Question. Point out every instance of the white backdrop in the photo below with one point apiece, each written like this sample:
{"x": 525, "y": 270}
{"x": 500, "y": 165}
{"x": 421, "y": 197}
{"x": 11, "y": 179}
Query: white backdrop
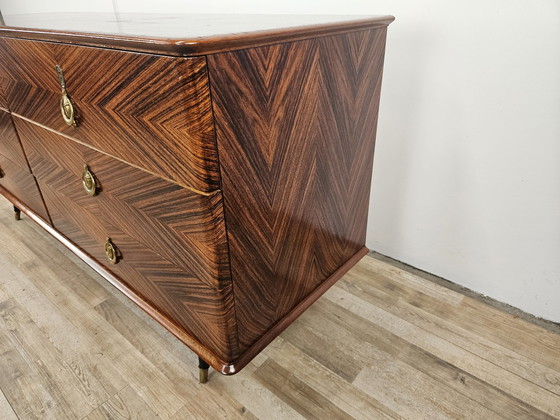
{"x": 467, "y": 167}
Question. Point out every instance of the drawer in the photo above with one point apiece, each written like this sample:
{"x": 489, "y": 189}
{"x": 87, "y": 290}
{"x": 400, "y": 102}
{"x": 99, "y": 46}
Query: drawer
{"x": 203, "y": 311}
{"x": 182, "y": 226}
{"x": 149, "y": 110}
{"x": 22, "y": 185}
{"x": 10, "y": 146}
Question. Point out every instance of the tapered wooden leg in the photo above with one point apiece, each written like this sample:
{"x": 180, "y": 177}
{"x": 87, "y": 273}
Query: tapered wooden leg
{"x": 202, "y": 371}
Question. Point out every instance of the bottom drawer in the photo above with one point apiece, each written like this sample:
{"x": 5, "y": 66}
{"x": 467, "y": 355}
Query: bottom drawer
{"x": 22, "y": 185}
{"x": 200, "y": 310}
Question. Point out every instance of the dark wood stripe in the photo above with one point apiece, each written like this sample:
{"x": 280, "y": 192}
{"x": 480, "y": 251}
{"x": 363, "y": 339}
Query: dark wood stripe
{"x": 295, "y": 126}
{"x": 151, "y": 111}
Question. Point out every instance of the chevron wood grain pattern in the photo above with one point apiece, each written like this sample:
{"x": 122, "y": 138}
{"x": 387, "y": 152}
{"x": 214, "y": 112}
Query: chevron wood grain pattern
{"x": 151, "y": 111}
{"x": 183, "y": 34}
{"x": 10, "y": 146}
{"x": 202, "y": 311}
{"x": 295, "y": 127}
{"x": 3, "y": 103}
{"x": 382, "y": 343}
{"x": 22, "y": 184}
{"x": 182, "y": 226}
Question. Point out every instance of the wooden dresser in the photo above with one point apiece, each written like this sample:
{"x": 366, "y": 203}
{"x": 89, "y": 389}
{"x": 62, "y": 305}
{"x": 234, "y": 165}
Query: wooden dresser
{"x": 215, "y": 169}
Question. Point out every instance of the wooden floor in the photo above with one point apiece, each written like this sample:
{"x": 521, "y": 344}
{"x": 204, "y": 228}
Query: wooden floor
{"x": 382, "y": 343}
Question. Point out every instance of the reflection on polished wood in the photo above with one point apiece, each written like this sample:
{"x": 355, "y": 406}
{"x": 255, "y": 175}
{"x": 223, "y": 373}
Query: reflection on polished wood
{"x": 399, "y": 346}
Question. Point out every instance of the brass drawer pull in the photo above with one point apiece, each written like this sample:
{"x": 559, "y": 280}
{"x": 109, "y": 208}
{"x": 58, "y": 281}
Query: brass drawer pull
{"x": 66, "y": 107}
{"x": 88, "y": 181}
{"x": 111, "y": 251}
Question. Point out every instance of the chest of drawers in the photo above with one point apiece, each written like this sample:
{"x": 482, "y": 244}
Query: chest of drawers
{"x": 214, "y": 169}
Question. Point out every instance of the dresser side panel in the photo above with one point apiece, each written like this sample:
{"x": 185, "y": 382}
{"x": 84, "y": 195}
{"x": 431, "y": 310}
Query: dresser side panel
{"x": 295, "y": 126}
{"x": 148, "y": 110}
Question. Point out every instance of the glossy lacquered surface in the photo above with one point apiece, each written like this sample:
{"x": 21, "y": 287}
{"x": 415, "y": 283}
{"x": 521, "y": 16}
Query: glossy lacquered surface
{"x": 148, "y": 110}
{"x": 181, "y": 34}
{"x": 170, "y": 241}
{"x": 296, "y": 155}
{"x": 15, "y": 175}
{"x": 222, "y": 193}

=======

Work to be completed: Reproduce all entries without any change, and omit the pictures.

Finished exercise:
Question. Point out every instance of the white backdrop in the photo below with one point apiece, each written like this sample:
{"x": 525, "y": 270}
{"x": 500, "y": 165}
{"x": 421, "y": 197}
{"x": 11, "y": 179}
Query: white backdrop
{"x": 467, "y": 167}
Question. Point out every instance of the drawer in the photo above with one point apiece, each written like this sample:
{"x": 489, "y": 189}
{"x": 87, "y": 290}
{"x": 400, "y": 102}
{"x": 99, "y": 46}
Query: drawer
{"x": 203, "y": 311}
{"x": 182, "y": 226}
{"x": 149, "y": 110}
{"x": 22, "y": 185}
{"x": 10, "y": 146}
Question. Point out every instance of the tapered wooden leg in the photo above with one point apiece, each written like this sample:
{"x": 180, "y": 177}
{"x": 87, "y": 273}
Query: tapered wooden leg
{"x": 202, "y": 371}
Question. Point out every instance of the bottom drawer in the photo above with one point apiece, each written like this sample:
{"x": 5, "y": 66}
{"x": 467, "y": 355}
Query: bottom drawer
{"x": 22, "y": 185}
{"x": 200, "y": 310}
Question. Point out every instance of the dark wood stripe in the photo above with one point apiece, each written like this sample:
{"x": 280, "y": 192}
{"x": 480, "y": 251}
{"x": 363, "y": 339}
Query: dark wood stripe
{"x": 295, "y": 126}
{"x": 151, "y": 111}
Question. Point out every instance of the chevron wood grain pattern in the photo above with one point apiece, each written like this sample:
{"x": 122, "y": 138}
{"x": 387, "y": 152}
{"x": 214, "y": 112}
Query: chevron wood grain pattern
{"x": 151, "y": 111}
{"x": 183, "y": 34}
{"x": 10, "y": 146}
{"x": 202, "y": 311}
{"x": 295, "y": 127}
{"x": 3, "y": 103}
{"x": 382, "y": 343}
{"x": 22, "y": 184}
{"x": 182, "y": 226}
Question. Point out every instance of the wooden dresser in the photo above with one point apiece, each written like this sample:
{"x": 366, "y": 203}
{"x": 89, "y": 389}
{"x": 62, "y": 305}
{"x": 234, "y": 165}
Query: wooden dresser
{"x": 215, "y": 169}
Question. Point out every instance of the wooden floor in the photo above with one point apiece, each written like this sample:
{"x": 521, "y": 344}
{"x": 204, "y": 228}
Query: wooden floor
{"x": 382, "y": 343}
Question. Point out every instance of the reflection on polished wood in the photo above with one point apiece, each written like this sample:
{"x": 355, "y": 406}
{"x": 255, "y": 175}
{"x": 223, "y": 373}
Query: reflection on polished wood
{"x": 399, "y": 346}
Question. Point out every instance of the brass drawer pull in the photo above with one point apiece, each written like this sample:
{"x": 559, "y": 280}
{"x": 109, "y": 208}
{"x": 58, "y": 281}
Query: brass drawer pull
{"x": 66, "y": 107}
{"x": 88, "y": 181}
{"x": 111, "y": 251}
Question. Point out every instance of the chest of drawers in the photo above with one point apiece, each written like this sample:
{"x": 482, "y": 244}
Query: chest of drawers
{"x": 214, "y": 169}
Question. Point out every instance of the dresser side panel in the photo above with one point apiece, each written like this sample:
{"x": 185, "y": 382}
{"x": 84, "y": 195}
{"x": 431, "y": 310}
Query: dresser side panel
{"x": 295, "y": 126}
{"x": 148, "y": 110}
Question. Point out every instance of the glossy lacquered surface in the photo above with one point apiece, each written like this sample:
{"x": 21, "y": 287}
{"x": 415, "y": 283}
{"x": 521, "y": 16}
Query: glossy lacquered surface
{"x": 148, "y": 110}
{"x": 181, "y": 34}
{"x": 170, "y": 241}
{"x": 296, "y": 155}
{"x": 15, "y": 175}
{"x": 222, "y": 193}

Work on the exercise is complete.